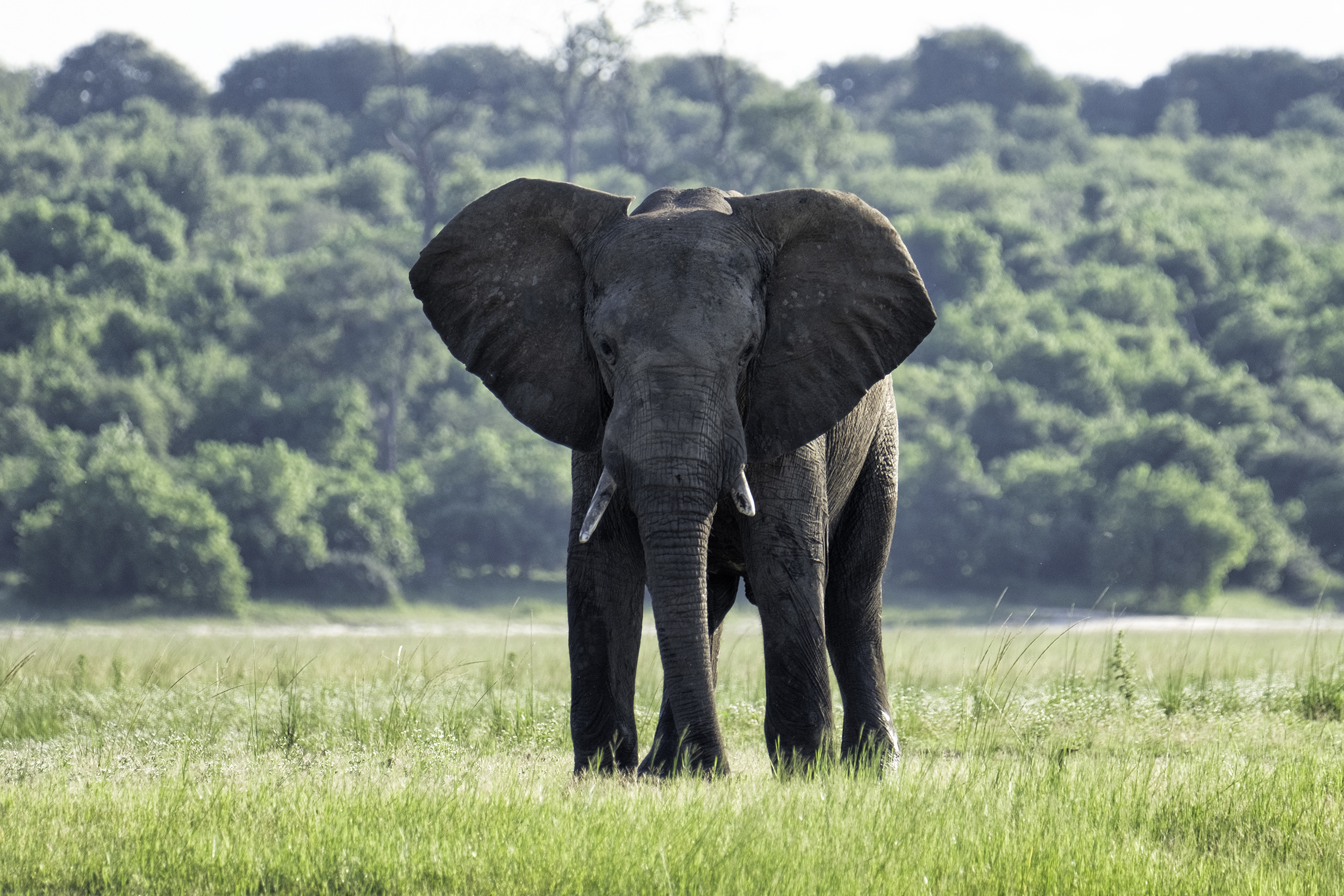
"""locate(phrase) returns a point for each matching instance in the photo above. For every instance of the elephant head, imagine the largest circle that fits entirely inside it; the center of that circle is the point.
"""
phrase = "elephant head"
(699, 334)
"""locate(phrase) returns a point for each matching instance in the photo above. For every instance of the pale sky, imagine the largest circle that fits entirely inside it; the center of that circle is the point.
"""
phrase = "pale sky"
(1128, 41)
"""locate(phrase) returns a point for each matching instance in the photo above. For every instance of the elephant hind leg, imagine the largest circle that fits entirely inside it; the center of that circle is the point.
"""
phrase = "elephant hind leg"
(858, 558)
(662, 758)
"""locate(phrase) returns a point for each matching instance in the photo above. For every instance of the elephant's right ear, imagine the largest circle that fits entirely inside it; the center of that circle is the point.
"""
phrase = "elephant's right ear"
(504, 285)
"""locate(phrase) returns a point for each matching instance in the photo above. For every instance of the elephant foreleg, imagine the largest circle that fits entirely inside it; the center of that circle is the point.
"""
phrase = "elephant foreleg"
(859, 551)
(785, 547)
(605, 596)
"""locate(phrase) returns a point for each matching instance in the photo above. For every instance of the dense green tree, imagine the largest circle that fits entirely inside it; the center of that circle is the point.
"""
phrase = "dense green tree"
(1140, 334)
(269, 496)
(124, 527)
(1167, 536)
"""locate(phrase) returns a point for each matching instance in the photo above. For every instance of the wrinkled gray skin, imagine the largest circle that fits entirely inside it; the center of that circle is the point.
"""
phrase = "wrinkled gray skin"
(670, 347)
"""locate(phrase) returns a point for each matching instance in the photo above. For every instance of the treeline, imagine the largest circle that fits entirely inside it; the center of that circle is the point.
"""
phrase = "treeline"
(214, 381)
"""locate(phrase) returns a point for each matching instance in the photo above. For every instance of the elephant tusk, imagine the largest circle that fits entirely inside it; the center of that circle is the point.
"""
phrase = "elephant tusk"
(742, 494)
(601, 497)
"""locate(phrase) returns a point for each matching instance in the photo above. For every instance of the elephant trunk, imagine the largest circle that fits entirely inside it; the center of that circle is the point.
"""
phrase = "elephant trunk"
(675, 445)
(675, 551)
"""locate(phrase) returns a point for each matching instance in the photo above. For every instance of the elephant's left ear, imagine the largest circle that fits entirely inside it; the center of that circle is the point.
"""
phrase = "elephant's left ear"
(845, 307)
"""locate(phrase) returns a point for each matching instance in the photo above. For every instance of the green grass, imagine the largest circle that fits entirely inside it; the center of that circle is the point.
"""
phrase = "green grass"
(432, 755)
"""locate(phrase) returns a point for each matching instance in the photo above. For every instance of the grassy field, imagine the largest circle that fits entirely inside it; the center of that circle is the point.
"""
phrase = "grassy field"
(429, 752)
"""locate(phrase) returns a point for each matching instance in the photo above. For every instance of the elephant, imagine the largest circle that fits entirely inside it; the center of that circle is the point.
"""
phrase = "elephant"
(719, 366)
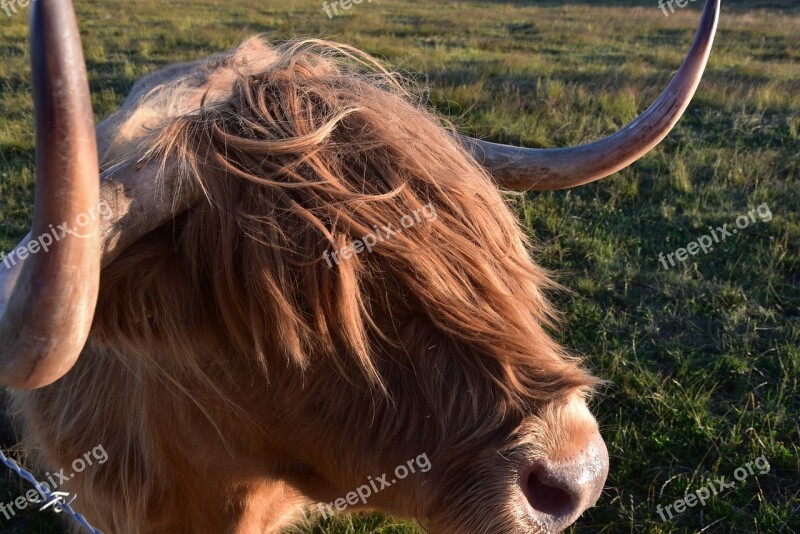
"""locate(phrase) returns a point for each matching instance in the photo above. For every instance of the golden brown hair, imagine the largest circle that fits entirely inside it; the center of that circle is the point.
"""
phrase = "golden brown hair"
(210, 323)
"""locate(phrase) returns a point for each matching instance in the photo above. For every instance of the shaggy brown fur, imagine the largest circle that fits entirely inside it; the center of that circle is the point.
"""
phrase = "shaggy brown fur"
(234, 378)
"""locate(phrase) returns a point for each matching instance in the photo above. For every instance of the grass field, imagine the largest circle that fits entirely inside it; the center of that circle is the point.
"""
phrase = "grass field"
(703, 359)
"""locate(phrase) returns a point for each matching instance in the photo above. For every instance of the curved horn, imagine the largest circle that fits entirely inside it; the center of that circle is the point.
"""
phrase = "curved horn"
(46, 317)
(560, 168)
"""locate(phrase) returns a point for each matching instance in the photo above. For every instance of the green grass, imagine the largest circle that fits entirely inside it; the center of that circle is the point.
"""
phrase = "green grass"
(703, 359)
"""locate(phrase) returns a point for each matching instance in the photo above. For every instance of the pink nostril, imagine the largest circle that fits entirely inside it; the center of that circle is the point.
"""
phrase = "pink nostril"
(558, 492)
(547, 498)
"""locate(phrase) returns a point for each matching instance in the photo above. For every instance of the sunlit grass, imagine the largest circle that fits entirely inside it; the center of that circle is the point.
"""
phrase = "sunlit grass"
(703, 359)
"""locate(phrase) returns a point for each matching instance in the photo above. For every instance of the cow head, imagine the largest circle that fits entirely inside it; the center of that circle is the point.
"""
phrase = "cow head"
(237, 186)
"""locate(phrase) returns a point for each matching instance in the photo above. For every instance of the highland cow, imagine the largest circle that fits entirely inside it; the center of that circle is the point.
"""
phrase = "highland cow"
(234, 377)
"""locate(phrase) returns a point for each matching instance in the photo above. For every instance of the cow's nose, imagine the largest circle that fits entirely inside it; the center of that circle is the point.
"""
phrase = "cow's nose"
(558, 492)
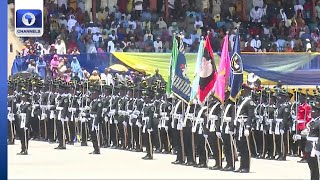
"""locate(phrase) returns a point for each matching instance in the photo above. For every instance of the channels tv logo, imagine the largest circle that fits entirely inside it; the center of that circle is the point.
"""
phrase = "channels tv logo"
(29, 23)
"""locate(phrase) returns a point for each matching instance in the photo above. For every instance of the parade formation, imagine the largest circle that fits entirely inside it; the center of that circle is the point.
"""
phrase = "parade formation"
(263, 123)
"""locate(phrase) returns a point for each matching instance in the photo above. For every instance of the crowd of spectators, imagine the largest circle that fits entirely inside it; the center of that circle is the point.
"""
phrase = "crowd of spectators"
(142, 26)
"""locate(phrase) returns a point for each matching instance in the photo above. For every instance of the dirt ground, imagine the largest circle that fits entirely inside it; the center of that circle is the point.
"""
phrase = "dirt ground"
(44, 162)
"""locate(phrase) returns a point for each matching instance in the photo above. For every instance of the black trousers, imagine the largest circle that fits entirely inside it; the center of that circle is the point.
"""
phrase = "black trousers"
(244, 148)
(179, 145)
(270, 144)
(201, 149)
(137, 137)
(61, 133)
(148, 142)
(165, 140)
(95, 138)
(216, 146)
(156, 135)
(188, 144)
(228, 150)
(260, 141)
(313, 166)
(11, 135)
(51, 129)
(84, 132)
(282, 144)
(24, 138)
(35, 126)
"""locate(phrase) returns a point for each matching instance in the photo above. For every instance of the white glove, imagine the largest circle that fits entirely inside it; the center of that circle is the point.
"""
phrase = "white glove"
(246, 132)
(218, 134)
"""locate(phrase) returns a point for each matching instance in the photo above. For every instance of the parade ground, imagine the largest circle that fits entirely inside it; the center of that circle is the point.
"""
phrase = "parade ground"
(44, 162)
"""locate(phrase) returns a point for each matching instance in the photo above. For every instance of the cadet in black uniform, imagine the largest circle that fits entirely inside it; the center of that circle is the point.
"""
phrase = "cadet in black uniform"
(228, 131)
(282, 116)
(62, 116)
(147, 119)
(24, 124)
(244, 118)
(12, 112)
(96, 114)
(214, 134)
(312, 147)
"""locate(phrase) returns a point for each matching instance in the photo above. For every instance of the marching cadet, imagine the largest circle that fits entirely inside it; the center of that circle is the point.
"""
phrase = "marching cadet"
(120, 123)
(282, 116)
(258, 126)
(178, 143)
(243, 121)
(201, 135)
(214, 134)
(312, 148)
(129, 111)
(303, 117)
(136, 119)
(62, 116)
(96, 115)
(148, 120)
(35, 112)
(12, 112)
(165, 110)
(105, 126)
(24, 124)
(227, 131)
(156, 133)
(189, 126)
(84, 113)
(114, 130)
(269, 118)
(73, 110)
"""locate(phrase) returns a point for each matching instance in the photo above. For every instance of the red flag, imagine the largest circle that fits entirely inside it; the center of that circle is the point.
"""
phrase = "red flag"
(208, 73)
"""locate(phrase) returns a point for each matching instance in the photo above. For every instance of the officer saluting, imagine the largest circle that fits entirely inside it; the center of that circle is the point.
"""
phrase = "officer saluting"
(24, 124)
(147, 119)
(244, 118)
(96, 114)
(312, 148)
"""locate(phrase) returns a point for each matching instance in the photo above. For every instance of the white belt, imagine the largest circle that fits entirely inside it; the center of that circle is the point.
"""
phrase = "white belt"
(10, 116)
(314, 141)
(23, 120)
(227, 119)
(72, 109)
(300, 121)
(277, 128)
(214, 117)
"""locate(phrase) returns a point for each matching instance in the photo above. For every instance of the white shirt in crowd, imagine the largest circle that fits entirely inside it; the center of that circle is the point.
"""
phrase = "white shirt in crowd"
(133, 23)
(61, 48)
(258, 3)
(196, 23)
(158, 46)
(71, 23)
(256, 44)
(111, 48)
(107, 78)
(61, 2)
(256, 15)
(138, 7)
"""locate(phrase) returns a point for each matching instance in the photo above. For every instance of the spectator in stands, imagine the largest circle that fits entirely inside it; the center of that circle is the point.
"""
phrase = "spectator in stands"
(60, 46)
(41, 66)
(107, 77)
(95, 76)
(54, 63)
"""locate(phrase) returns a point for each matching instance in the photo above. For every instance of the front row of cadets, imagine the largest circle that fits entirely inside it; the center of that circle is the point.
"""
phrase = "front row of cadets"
(260, 124)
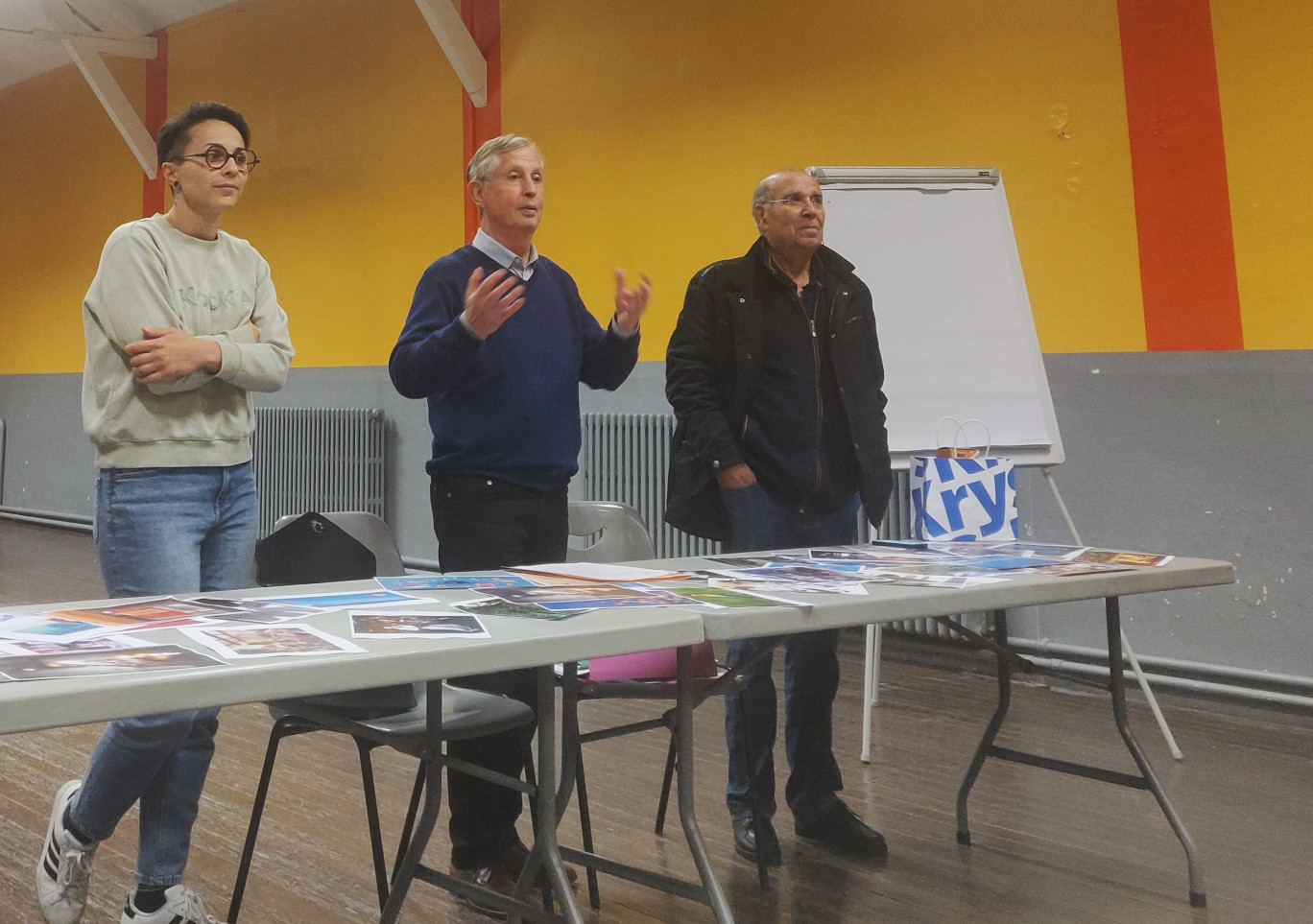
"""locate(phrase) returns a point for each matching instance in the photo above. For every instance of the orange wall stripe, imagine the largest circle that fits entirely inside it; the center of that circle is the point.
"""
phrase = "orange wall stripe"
(156, 110)
(484, 18)
(1187, 257)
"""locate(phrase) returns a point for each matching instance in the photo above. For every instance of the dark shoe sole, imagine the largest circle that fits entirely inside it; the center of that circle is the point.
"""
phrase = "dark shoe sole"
(863, 852)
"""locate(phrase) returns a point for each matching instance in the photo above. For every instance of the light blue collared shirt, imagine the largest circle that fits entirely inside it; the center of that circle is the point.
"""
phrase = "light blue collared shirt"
(503, 256)
(510, 260)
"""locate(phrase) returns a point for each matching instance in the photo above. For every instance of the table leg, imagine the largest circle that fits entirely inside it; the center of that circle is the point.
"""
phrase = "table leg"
(1112, 609)
(405, 873)
(982, 749)
(549, 803)
(687, 810)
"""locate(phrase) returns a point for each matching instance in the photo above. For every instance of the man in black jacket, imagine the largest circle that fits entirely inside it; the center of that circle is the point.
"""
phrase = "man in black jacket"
(775, 375)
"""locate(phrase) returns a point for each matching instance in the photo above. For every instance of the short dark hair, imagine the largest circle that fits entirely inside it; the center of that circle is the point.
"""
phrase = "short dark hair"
(175, 132)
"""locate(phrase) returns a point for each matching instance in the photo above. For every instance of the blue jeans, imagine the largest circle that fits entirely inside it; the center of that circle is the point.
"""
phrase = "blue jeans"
(163, 532)
(758, 521)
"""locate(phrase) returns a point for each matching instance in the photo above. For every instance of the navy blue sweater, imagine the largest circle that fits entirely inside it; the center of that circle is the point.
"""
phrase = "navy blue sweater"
(506, 407)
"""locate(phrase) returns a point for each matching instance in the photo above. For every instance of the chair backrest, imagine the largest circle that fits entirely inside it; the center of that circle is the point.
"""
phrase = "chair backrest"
(624, 538)
(621, 533)
(370, 531)
(338, 545)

Exercise prompt -
Extract every line from the one containing "black jacket, imagine" through the last line of the data, inclusive, exactly as written.

The answer -
"""locate(phrase) returns a point for each matching instance in the photo above. For every instance of the man in black jacket, imagine the largest circle that fits entirely inside it; the center of that circle is the point.
"""
phrase = "man in black jacket"
(775, 375)
"""locate(phrase) returns a point for each matching instance in the photo above. For every instance of the short dark hair, imagine the largest circle that fits entirely inside it; the center of that circle is the point.
"""
phrase = "short dark hair"
(175, 132)
"""locate(phrase) returns a point for each matching instance in the photo above. For every instance of the blue jeans, imagine the largest circle that fits entirely inside it; the center of that circle is the point.
"""
phrase = "blue jeans"
(163, 532)
(758, 521)
"""locate(phrase) returns a point for each matching instance in the photo above. For every instance of the navy blue sweater, imagine the largest circle that fits entirely inside it; the center of that circle is the point.
"""
phrase = "navy blue sweater"
(506, 407)
"""locate(phrase) returns a point for each matching instance in the photo above. For every instance of the chair backrest, imagine the largest circle that fits entirely inside it; the center of that circle is the point.
"""
phrase = "chair backrest"
(624, 538)
(621, 533)
(370, 531)
(338, 545)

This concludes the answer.